**Required task**: Pull out each line of the data below that contains the string "picnic", and copy those lines unchanged.

begin

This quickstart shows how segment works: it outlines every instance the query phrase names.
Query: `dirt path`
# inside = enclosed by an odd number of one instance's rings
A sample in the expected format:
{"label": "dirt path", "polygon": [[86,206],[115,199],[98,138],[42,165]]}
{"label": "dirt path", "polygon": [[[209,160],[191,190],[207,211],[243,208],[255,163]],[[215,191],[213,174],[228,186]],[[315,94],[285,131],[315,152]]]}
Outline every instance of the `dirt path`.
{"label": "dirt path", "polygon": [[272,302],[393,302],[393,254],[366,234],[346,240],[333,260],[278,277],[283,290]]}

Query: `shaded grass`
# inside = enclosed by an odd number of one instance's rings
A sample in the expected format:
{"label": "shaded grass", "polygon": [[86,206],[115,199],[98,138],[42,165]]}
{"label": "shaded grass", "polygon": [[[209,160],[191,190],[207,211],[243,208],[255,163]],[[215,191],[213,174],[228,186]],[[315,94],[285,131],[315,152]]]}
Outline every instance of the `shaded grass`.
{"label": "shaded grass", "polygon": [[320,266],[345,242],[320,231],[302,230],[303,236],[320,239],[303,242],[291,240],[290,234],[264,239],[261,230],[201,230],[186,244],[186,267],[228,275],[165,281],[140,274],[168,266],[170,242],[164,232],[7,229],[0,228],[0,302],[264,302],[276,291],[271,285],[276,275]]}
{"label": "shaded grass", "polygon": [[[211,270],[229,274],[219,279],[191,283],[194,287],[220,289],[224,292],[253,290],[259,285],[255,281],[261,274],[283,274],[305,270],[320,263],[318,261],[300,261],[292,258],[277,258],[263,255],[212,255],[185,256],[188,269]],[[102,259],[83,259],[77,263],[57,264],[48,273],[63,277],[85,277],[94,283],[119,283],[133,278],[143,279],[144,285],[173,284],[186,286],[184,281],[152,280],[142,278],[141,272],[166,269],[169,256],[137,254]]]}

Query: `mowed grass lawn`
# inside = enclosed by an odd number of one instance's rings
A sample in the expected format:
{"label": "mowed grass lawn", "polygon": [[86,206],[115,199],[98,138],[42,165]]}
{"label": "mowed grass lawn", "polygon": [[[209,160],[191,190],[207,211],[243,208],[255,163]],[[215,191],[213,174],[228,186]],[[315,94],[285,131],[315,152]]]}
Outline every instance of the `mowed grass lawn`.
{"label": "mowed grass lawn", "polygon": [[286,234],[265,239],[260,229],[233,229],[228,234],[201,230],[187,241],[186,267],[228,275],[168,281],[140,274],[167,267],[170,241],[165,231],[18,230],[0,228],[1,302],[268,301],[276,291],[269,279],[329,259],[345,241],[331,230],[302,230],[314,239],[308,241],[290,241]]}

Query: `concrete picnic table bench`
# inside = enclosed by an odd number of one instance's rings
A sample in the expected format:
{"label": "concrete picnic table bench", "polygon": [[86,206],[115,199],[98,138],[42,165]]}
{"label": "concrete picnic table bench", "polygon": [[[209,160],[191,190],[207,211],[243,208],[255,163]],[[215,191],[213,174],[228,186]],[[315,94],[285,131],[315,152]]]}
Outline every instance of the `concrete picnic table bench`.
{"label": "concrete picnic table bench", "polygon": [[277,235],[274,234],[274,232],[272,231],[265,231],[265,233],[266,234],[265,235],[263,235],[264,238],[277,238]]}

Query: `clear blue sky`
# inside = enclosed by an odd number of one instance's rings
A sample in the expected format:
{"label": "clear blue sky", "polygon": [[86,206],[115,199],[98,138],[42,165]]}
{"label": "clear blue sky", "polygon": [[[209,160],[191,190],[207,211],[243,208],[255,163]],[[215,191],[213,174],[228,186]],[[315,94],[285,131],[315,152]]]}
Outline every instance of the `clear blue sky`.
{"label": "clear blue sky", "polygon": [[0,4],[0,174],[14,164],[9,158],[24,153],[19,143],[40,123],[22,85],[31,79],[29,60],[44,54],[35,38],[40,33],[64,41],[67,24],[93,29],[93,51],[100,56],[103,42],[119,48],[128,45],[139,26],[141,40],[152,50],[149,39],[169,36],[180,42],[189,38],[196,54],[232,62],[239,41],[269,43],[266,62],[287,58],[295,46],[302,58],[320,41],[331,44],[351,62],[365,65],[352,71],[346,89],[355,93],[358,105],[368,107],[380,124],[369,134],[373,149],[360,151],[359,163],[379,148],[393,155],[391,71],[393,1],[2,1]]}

end

**Result for this exercise**:
Query: `concrete picnic table bench`
{"label": "concrete picnic table bench", "polygon": [[86,206],[115,199],[98,138],[42,165]]}
{"label": "concrete picnic table bench", "polygon": [[[209,160],[191,190],[207,211],[243,208],[255,163]],[[215,191],[213,174],[228,186]],[[315,94],[285,131],[315,152]]]}
Outline every instance of the `concrete picnic table bench`.
{"label": "concrete picnic table bench", "polygon": [[277,235],[274,234],[274,232],[272,231],[265,231],[265,233],[266,234],[265,235],[263,235],[264,238],[277,238]]}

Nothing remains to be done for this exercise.